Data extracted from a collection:
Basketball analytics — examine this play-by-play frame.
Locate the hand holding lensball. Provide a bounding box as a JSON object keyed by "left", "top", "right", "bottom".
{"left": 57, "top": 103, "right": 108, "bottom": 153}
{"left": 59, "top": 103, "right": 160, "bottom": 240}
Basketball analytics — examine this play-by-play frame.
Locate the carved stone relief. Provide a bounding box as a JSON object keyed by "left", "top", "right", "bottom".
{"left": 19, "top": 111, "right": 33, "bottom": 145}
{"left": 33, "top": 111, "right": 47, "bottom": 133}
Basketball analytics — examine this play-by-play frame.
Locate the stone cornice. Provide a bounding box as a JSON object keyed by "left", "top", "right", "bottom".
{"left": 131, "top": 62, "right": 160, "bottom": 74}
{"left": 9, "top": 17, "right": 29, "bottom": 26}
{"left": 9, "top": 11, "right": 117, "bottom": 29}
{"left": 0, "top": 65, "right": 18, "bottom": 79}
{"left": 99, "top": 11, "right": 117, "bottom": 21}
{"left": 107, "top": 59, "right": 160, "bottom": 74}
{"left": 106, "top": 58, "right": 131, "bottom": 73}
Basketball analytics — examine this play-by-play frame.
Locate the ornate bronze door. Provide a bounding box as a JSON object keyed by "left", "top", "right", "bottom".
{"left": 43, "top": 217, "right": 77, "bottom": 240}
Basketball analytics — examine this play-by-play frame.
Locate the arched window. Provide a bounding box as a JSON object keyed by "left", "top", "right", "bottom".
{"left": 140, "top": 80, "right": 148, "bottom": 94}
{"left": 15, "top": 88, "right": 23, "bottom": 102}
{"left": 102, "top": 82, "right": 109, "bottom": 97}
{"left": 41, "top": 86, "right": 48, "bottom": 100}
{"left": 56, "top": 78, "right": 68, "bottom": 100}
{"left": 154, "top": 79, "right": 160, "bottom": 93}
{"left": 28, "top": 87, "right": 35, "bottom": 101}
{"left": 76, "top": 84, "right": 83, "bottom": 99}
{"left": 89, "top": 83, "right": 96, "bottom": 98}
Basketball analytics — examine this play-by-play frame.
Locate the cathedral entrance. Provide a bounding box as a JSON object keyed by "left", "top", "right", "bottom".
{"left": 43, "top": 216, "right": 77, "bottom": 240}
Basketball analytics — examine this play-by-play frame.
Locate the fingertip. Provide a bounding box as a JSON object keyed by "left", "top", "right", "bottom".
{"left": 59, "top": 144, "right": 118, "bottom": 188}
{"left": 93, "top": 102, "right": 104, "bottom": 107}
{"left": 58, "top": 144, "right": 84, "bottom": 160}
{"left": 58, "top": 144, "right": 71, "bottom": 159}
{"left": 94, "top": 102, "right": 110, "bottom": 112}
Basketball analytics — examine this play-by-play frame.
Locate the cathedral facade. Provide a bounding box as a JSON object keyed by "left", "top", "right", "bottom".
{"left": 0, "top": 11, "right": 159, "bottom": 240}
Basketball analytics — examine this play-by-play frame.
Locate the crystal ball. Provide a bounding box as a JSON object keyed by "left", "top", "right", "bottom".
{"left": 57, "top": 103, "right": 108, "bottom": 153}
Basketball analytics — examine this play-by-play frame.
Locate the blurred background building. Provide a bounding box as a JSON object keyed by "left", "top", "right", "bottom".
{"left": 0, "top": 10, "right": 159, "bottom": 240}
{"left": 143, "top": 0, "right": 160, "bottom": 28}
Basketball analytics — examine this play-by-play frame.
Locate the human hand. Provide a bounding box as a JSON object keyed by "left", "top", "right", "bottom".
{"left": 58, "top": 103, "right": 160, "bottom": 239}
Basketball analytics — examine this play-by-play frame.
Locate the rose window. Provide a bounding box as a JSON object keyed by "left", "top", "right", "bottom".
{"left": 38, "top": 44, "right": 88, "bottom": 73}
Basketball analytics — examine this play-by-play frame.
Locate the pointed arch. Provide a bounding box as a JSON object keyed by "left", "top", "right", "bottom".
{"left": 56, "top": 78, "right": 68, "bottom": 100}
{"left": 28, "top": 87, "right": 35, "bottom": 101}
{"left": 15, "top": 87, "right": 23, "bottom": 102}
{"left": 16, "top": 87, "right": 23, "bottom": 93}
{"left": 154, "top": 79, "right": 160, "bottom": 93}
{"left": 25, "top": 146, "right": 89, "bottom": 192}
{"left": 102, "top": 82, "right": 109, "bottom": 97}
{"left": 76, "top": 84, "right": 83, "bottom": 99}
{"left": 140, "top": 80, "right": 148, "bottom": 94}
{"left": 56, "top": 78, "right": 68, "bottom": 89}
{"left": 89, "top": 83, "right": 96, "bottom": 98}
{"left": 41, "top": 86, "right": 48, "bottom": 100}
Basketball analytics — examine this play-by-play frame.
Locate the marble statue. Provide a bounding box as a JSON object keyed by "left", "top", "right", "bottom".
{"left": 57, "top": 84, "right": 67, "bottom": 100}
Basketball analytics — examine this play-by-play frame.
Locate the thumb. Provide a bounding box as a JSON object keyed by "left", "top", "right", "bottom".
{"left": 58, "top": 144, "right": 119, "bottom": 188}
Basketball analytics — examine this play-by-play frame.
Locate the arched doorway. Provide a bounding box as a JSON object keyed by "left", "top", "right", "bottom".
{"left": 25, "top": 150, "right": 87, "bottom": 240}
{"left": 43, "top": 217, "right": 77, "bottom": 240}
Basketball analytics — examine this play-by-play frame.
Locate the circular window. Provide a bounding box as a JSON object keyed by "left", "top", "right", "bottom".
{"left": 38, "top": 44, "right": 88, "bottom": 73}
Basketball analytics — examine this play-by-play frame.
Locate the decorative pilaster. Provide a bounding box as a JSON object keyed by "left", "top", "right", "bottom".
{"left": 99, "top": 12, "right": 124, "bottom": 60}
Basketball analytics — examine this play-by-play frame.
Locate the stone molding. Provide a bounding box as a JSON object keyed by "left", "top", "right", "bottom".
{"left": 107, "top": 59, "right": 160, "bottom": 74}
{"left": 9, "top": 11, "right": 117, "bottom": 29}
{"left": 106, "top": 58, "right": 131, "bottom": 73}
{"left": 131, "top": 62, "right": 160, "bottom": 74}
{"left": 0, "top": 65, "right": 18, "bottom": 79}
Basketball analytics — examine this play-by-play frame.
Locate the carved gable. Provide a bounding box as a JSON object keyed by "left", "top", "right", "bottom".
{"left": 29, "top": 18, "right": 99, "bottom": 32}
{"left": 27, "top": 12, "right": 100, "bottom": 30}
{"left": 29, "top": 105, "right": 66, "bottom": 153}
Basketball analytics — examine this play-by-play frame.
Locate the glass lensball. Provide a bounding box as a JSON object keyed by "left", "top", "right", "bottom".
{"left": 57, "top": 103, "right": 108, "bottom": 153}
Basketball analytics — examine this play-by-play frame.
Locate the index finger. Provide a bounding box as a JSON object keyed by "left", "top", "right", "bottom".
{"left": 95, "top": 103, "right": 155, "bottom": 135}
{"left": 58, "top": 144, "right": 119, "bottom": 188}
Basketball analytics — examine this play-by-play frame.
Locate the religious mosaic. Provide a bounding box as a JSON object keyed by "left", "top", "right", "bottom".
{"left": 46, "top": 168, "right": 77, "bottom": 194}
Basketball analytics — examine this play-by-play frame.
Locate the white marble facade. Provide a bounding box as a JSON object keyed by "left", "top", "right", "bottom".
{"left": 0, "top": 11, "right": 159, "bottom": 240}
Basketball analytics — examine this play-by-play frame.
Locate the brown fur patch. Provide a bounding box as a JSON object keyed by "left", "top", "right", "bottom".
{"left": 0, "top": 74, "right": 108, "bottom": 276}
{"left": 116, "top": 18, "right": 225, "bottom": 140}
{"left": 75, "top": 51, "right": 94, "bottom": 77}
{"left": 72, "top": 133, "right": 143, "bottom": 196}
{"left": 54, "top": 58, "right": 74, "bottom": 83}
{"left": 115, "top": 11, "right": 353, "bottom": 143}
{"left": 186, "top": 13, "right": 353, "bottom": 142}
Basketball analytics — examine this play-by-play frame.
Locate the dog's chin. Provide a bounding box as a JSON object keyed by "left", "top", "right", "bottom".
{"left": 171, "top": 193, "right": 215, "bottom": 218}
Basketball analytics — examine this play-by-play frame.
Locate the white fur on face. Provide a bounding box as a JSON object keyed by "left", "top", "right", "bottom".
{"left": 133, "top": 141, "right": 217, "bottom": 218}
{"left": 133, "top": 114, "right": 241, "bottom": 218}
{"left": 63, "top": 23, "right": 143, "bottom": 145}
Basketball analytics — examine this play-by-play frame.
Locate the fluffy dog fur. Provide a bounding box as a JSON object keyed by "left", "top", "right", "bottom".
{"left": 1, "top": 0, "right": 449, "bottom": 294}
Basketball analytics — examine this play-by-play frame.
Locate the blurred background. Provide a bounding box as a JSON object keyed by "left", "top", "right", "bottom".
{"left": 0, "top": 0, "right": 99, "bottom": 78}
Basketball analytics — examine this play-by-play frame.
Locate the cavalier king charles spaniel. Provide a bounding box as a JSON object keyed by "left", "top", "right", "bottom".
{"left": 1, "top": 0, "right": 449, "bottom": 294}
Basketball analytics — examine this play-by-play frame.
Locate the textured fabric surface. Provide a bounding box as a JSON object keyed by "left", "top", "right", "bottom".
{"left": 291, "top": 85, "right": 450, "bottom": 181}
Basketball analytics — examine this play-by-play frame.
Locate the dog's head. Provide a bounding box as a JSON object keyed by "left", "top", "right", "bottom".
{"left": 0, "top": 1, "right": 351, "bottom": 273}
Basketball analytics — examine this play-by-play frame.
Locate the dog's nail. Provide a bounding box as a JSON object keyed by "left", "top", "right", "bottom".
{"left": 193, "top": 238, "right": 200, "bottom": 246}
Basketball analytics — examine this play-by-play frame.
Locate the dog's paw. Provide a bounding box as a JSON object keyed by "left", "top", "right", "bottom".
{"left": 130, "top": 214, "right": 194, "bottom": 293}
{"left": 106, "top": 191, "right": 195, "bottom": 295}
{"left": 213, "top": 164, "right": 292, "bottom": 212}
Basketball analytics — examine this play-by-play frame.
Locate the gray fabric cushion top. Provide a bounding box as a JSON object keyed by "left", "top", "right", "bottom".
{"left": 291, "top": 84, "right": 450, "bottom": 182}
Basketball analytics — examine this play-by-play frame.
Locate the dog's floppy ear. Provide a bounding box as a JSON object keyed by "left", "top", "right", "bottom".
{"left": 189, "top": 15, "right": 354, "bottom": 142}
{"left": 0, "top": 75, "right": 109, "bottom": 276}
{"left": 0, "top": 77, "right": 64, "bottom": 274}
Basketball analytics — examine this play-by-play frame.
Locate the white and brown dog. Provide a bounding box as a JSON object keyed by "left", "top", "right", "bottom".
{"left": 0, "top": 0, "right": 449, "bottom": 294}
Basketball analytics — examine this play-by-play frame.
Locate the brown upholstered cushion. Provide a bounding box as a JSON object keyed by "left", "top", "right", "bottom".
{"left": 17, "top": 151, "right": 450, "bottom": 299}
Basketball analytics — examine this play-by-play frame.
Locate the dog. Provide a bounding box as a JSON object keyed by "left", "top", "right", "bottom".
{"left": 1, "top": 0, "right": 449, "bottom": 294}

THE PROBLEM: Start at the line containing "Locate the white and". Repeat it and each line after it, word for word, to the end of the records.

RESULT FOR THIS EXERCISE:
Locate the white and brown dog. Provide a bounding box as a JSON object keyed by "left", "top", "right", "bottom".
{"left": 0, "top": 0, "right": 449, "bottom": 294}
Basketball analytics — examine this play-by-play frame.
Locate the brown upholstered cushion. Provide a bounding box as a JSON object keyed by "left", "top", "right", "bottom".
{"left": 17, "top": 151, "right": 450, "bottom": 299}
Basketball analytics — examine this play-by-play frame.
Locate the dog. Provide a bounding box as a JSON object keyed by "left", "top", "right", "bottom".
{"left": 1, "top": 0, "right": 449, "bottom": 294}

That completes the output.